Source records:
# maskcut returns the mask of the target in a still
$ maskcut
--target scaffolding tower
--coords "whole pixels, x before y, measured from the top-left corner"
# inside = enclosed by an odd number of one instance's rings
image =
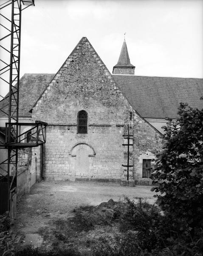
[[[8,211],[13,219],[16,218],[18,150],[45,143],[47,124],[40,121],[34,124],[18,122],[21,13],[30,6],[34,6],[34,0],[8,0],[0,4],[2,30],[0,38],[0,87],[3,88],[9,86],[7,94],[5,96],[0,95],[1,105],[2,103],[3,105],[0,112],[8,120],[1,131],[4,139],[0,140],[0,148],[8,151],[7,159],[0,163],[0,209],[1,213]],[[25,133],[21,133],[25,125],[31,126],[26,132],[30,132],[31,143],[25,141]]]

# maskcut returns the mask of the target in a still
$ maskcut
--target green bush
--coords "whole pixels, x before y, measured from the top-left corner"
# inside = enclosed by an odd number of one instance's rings
[[[14,256],[15,246],[20,237],[10,230],[12,223],[6,212],[0,215],[0,256]]]
[[[156,186],[152,191],[161,192],[159,205],[193,237],[203,228],[203,109],[180,103],[178,113],[178,120],[169,119],[164,128],[165,145],[152,175]]]

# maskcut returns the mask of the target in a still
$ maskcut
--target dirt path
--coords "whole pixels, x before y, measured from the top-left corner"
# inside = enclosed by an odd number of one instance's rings
[[[155,199],[150,186],[121,186],[99,183],[43,182],[34,184],[29,195],[23,196],[18,206],[17,230],[25,235],[23,243],[34,247],[43,242],[39,229],[51,226],[52,220],[73,216],[72,212],[81,206],[97,205],[112,198],[139,198],[153,204]]]

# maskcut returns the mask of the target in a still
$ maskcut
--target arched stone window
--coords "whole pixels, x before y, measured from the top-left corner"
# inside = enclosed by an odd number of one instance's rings
[[[77,133],[87,133],[87,113],[85,110],[78,112],[77,121]]]
[[[28,131],[28,132],[27,133],[27,134],[26,134],[26,142],[27,143],[29,142],[30,141],[30,140],[31,140],[31,134],[32,134],[32,133],[31,131]]]

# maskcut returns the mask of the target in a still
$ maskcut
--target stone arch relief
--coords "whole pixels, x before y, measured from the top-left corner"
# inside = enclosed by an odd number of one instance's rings
[[[92,146],[84,143],[78,143],[72,148],[69,155],[72,176],[81,177],[93,176],[93,157],[96,153]]]

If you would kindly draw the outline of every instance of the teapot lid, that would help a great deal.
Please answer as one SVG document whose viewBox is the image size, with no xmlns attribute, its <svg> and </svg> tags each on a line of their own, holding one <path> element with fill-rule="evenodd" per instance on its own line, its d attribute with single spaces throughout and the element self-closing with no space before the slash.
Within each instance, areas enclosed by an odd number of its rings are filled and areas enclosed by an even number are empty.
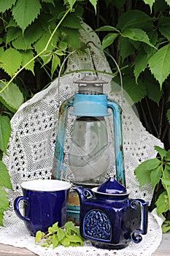
<svg viewBox="0 0 170 256">
<path fill-rule="evenodd" d="M 97 192 L 107 194 L 126 194 L 125 187 L 118 183 L 114 177 L 103 183 L 97 188 Z"/>
</svg>

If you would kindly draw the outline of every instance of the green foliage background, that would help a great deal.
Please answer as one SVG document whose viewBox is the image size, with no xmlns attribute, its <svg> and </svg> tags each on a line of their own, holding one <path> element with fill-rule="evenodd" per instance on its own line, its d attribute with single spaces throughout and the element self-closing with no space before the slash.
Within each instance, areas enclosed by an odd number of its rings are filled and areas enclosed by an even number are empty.
<svg viewBox="0 0 170 256">
<path fill-rule="evenodd" d="M 124 89 L 144 126 L 169 150 L 169 0 L 1 0 L 1 151 L 7 154 L 9 120 L 19 106 L 57 78 L 66 56 L 82 46 L 81 19 L 96 31 L 101 48 L 118 63 Z M 108 61 L 119 80 L 115 64 Z M 2 225 L 9 207 L 4 187 L 12 188 L 0 163 L 0 176 L 5 177 L 0 181 L 6 198 L 0 203 Z"/>
</svg>

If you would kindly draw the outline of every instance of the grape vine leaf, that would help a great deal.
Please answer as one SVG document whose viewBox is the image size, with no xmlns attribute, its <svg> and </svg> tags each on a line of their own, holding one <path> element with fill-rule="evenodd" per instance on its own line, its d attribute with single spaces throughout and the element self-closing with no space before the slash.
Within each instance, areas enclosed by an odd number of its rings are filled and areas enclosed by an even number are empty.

• WORK TO COMPLETE:
Count the lines in the items above that contain the string "stone", and reply with only that number.

• TASK RESPONSE:
2